• **WHAT TO PRODUCE**: Go through the material and copy each line in which the word "answer" shows up.

────────────────

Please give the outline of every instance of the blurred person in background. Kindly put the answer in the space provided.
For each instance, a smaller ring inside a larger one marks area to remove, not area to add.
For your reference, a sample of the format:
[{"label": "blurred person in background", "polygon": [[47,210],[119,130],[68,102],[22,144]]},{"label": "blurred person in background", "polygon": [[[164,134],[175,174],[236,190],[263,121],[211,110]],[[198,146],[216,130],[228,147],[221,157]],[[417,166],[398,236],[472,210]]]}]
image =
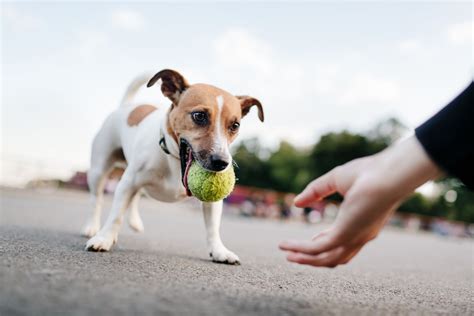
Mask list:
[{"label": "blurred person in background", "polygon": [[313,209],[309,206],[305,206],[303,208],[303,220],[307,223],[309,223],[309,214],[311,214],[311,212],[313,211]]},{"label": "blurred person in background", "polygon": [[284,241],[287,260],[316,267],[349,262],[374,239],[398,205],[429,180],[448,173],[474,189],[473,82],[415,135],[352,160],[311,182],[295,199],[309,206],[335,192],[344,196],[333,225],[309,241]]},{"label": "blurred person in background", "polygon": [[291,217],[291,206],[293,205],[294,194],[285,194],[280,200],[280,218],[288,219]]}]

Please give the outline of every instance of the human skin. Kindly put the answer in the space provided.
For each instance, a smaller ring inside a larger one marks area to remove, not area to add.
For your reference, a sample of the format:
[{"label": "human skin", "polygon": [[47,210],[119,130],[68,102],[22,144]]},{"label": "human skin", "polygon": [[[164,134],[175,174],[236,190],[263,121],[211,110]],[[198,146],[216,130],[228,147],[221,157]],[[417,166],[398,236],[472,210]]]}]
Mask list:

────────────────

• **WRITTEN RESPONSE**:
Please give the outline of every instance of the blurred person in background. Kindly put the answer in the space provided.
Please give the outline of every instance of the human skin. Kindly put the answer in the space provided.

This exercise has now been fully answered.